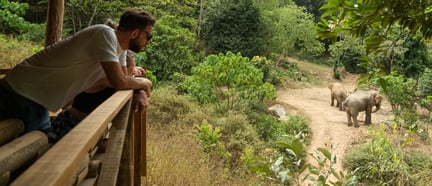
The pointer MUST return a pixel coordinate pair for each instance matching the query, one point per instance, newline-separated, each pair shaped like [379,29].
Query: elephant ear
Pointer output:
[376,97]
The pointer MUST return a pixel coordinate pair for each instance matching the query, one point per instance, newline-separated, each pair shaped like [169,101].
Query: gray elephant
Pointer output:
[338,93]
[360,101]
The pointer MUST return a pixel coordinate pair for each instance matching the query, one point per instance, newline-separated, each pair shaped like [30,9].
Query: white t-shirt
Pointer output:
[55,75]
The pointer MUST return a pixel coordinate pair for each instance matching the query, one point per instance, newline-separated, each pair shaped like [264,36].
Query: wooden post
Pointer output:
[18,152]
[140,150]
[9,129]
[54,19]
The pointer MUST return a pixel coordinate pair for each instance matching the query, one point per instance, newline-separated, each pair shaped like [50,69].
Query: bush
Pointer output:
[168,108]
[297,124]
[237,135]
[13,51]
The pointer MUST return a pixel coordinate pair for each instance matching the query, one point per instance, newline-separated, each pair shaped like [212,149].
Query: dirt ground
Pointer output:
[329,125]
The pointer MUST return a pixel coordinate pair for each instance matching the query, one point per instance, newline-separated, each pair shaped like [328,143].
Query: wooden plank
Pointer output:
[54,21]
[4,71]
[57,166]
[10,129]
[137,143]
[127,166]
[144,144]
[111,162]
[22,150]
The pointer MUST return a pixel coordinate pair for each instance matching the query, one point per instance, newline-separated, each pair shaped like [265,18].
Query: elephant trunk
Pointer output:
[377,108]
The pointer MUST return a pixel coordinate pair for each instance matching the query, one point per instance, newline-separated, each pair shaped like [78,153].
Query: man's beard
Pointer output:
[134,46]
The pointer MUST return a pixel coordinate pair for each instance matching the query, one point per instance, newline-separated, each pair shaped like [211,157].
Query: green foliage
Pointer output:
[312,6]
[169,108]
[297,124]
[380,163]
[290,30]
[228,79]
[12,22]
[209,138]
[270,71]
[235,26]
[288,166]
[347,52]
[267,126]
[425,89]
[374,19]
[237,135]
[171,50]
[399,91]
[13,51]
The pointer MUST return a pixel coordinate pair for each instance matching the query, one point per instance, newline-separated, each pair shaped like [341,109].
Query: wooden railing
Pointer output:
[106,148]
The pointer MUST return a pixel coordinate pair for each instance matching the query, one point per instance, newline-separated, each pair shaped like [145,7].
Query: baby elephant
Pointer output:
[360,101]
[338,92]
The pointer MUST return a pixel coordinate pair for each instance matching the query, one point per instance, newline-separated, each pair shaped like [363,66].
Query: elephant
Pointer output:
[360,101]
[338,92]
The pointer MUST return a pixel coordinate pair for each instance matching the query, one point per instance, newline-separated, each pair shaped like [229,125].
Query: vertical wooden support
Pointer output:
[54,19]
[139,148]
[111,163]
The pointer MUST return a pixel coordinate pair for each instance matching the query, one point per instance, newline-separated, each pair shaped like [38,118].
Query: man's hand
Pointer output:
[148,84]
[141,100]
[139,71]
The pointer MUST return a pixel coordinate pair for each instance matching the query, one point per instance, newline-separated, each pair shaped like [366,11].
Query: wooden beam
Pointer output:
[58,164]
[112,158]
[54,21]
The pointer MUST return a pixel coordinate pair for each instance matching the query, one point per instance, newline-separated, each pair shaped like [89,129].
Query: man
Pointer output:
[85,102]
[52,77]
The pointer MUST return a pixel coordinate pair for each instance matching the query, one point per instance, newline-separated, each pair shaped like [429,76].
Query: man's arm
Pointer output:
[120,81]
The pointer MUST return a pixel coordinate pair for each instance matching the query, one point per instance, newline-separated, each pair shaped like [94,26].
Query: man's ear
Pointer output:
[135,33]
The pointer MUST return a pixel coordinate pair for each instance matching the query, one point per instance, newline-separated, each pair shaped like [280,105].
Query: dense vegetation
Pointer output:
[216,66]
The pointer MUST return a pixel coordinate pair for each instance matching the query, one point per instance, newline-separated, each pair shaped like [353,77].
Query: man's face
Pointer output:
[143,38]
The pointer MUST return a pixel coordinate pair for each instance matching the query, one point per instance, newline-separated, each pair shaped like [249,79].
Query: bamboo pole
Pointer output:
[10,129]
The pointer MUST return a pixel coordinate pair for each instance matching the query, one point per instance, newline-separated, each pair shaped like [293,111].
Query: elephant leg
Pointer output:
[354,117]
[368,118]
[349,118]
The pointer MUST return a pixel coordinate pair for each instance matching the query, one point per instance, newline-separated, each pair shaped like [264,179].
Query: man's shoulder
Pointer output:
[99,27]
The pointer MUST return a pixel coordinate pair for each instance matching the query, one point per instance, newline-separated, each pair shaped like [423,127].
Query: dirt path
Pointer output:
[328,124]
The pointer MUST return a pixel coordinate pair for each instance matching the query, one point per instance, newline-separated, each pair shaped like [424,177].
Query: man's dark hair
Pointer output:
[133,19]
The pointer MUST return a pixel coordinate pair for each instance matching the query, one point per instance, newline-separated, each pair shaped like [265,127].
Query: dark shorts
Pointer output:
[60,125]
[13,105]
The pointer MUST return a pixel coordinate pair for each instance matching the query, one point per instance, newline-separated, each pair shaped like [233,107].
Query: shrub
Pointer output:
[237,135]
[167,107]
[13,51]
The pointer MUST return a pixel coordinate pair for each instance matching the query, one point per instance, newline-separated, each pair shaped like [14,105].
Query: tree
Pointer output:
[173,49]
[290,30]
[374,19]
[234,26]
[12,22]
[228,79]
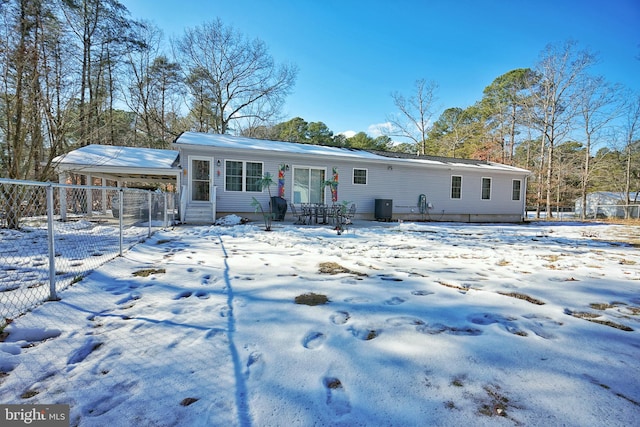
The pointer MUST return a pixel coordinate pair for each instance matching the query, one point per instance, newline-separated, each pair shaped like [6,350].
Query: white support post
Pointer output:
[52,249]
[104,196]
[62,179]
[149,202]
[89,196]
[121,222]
══════════════════════════════
> [EXERCISE OBJECTIVE] Retype, word for word, only the lines from the line with "shaped like [265,127]." to the final line of the listing above; the pictures do not belong in the copy.

> [REPLY TO THE EXERCISE]
The pointer MUST return a pixel coordinate pair for each instance matching the query, one point per instance, newline-separated, each pair shaped like [265,127].
Query: dark shorts
Pointer output:
[60,125]
[13,105]
The pointer MUST return a pixel coordinate pair for each instance matching the query, one point per instance, newline-separated, each pair shaped like [233,107].
Query: shrub
Pointer output:
[237,135]
[167,107]
[13,51]
The pointer MUST return a pixel coordinate pair for each instance matching the query, one point per instance, newline-separated, each pair shaped like [14,105].
Query: tree
Pointer output:
[173,49]
[290,30]
[374,19]
[234,26]
[12,22]
[228,79]
The pointer MUST return a pixel coordinate pair for each instance matching the query, one point per instance, newline-separated, each pair shaped like [6,350].
Query: white support post
Pointer output:
[52,249]
[104,196]
[62,179]
[149,202]
[89,196]
[121,222]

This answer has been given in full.